EXERCISE DIRECTIONS: Transcribe exactly the portion of the listing below that runs from the line containing "of the cow's" through its last line.

RECORDS TO USE:
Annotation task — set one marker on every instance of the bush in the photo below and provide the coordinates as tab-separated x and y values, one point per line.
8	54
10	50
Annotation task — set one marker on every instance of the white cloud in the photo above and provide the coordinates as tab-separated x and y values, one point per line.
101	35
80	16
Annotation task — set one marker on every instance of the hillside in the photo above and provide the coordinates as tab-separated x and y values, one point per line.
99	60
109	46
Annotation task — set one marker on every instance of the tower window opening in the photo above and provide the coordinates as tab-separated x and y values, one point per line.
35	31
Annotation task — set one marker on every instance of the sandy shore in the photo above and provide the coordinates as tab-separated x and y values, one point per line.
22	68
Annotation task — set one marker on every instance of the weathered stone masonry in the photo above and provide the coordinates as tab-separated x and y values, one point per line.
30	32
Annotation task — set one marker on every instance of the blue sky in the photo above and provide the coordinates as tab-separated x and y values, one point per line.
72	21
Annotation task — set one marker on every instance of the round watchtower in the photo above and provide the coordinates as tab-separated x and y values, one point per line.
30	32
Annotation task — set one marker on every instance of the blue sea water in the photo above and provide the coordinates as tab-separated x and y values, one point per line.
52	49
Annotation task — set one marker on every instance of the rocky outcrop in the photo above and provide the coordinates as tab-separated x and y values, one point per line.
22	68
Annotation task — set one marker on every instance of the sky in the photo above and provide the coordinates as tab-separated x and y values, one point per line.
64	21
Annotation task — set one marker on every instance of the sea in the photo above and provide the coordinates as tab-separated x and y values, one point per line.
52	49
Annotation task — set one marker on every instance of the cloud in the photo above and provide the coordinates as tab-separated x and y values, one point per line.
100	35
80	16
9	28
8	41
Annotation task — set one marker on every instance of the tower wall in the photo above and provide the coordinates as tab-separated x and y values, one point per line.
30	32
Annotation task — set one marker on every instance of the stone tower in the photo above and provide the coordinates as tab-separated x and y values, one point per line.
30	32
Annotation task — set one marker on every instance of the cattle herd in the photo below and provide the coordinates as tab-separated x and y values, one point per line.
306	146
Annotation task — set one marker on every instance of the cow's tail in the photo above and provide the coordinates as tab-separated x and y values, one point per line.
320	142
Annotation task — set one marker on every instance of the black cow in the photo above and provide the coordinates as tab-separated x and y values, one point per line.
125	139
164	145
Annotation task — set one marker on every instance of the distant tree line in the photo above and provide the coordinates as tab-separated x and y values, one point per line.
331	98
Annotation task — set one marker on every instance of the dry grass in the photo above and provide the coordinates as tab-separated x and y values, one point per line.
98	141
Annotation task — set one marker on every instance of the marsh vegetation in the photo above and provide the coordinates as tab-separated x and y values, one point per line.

RESPONSE:
Annotation task — set one marker on every instance of the cow's tail in the photo above and provide the coordinates as tab-separated x and y values, one point per line.
320	142
Annotation task — set one marker on every instance of the black cow in the photo above and provide the coordinates as tab-separated x and y values, one point per line.
125	139
164	145
Annotation task — set one marker on every instance of the distant tree line in the photo above and provide the coordinates as tab-separated x and y values, one point per line.
331	98
Annotation task — set one marker on every instance of the dry grass in the photo above and provide the coordinates as tab-separated x and y values, one point per line.
98	141
Annotation task — set one marker on every instance of the marsh vegetation in the photo above and provide the coordinates as tab-separated x and y values, one point per line.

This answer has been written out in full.